◆ PROBLEMS TO WORK ON:
(a) Translate this sentence from the text on preparing for virtual psychotherapy into Spanish: "For clients, this might be their home, office, car, or some private area."
(b) Continue the text on preparing for virtual psychotherapy sessions from where it stops.

#### TEXT PROVIDED ####

This might vary among practitioners as some continue to work in their office spaces while others are working from home or other spaces not purposefully built as psychotherapy offices. For clients, this might be their home, office, car, or some private area. Whatever the case, to replicate what was available pre-COVID, try to be intentional about creating a space that is for healing. Light a candle, turn on the right amount of light, grab a warm drink, sit somewhere comfortable. This practice of creating a space allows for both client and therapist to cross the threshold together into a space that is intended for healing, growth, and change. This might mean organizing your space to be clear of distracting things (phones, email, etc.), creating a soothing backdrop, and to begin thinking about the next step: setting intention.
The reasons that bring folks to psychotherapy vary greatly and our treatment modalities and specialties influence how each practitioner and client enter the therapy space, however virtual it may be. Regardless of this, there exist infinite ways for each to create some small moment of quiet to name an intention for the hour ahead. For therapists, this might mean taking a few moments to center yourself in the experience of the client for a moment, take a second to think about what you hope for that client in the coming hour, and how you will make space for them. For clients, consider what you would like to get from the hour and how you will allow yourself to enter the session with that intention in mind.

#### DATA EXTRACT ####

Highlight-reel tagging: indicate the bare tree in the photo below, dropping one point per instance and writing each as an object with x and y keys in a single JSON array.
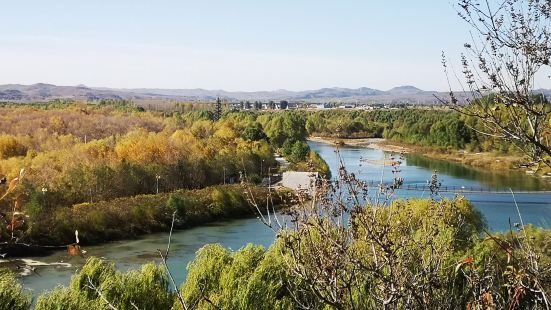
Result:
[{"x": 510, "y": 48}]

####

◆ PER-TASK OUTPUTS:
(a) Para los clientes, este podría ser su hogar, su oficina, su coche o algún espacio privado.

(b)
This is that moment of actually crossing that threshold, the one where one or both enter the call and ask, “can you hear and see me alright?” Invite yourself to be open and patient with the technology as it will likely give you a hard time. Think about how to create an opening to the session that simulates the moment when you open the waiting room door and welcome the client back. That moment of, “I’m so glad you’re here today.”
The session is over, the client is to go back about daily life. Now remember, they probably no longer have that commute home. They might be walking into the next room to continue helping a child with online learning or rushing off to a virtual meeting with a work colleague. You might have your next client in your virtual waiting room. Consider ways for you and the client to ease out of the space that you created together today. For some, this is a simple wave, a nod, a bow, or the classic, “same time next week?” Stand up, walk around the room, write down a few thoughts, attend to your body. Consider what you had done when you were in your physical space.
Virtual psychotherapy can be fulfilling, it can be effective, and it comes with some new ways of developing rituals of practice. You can still be present to your clients, continue to hold space for them, to continue to see them (albeit a pixelated version), and to hear them (perhaps with an audio lag). Consider the impact this new reality has on your practice of psychotherapy and how to engage your clients in new ways. Think about the ways that you can recreate the same healing rituals that you had when your client was in your office. If virtual forms of psychotherapy are here to stay or might just be part of your practice moving forward, consider the ways to integrate this in a sustainable way to ultimately get the best parts of traditional face-to-face with all of the advantages of virtual practice.
Cite This Article
Jackson-Wolf, J. (2021). Creating new rituals of psychotherapy practice. Psychotherapy Bulletin, 56(1), 8-10.